List every line in the items below that contains the word "leaf".

DATA FOR THE TASK
☆ ☆ ☆

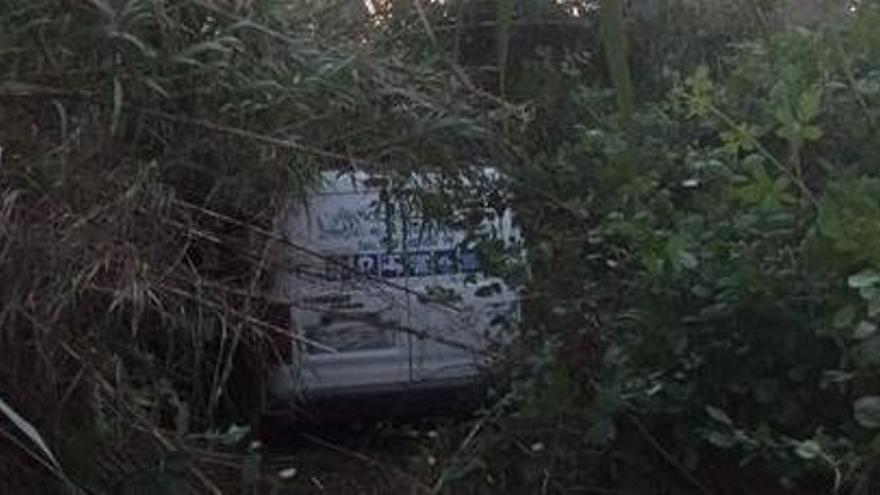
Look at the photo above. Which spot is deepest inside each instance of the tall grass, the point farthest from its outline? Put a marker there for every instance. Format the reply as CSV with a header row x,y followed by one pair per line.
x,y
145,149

☆ ☆ ☆

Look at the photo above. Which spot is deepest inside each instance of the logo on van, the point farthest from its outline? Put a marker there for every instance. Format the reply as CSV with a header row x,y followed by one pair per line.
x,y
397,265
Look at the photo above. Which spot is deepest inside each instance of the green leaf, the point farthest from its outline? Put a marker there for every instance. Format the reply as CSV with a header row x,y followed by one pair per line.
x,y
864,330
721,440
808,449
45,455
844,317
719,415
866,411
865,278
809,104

☆ ☆ ☆

FULL ANSWER
Look at the photo above. Which spot is deepest inside each instance of the green leaf, the point farthest from its outline? Put a marker there for every instance. Format the reply as CSV with a header row x,y followed by one pair per line.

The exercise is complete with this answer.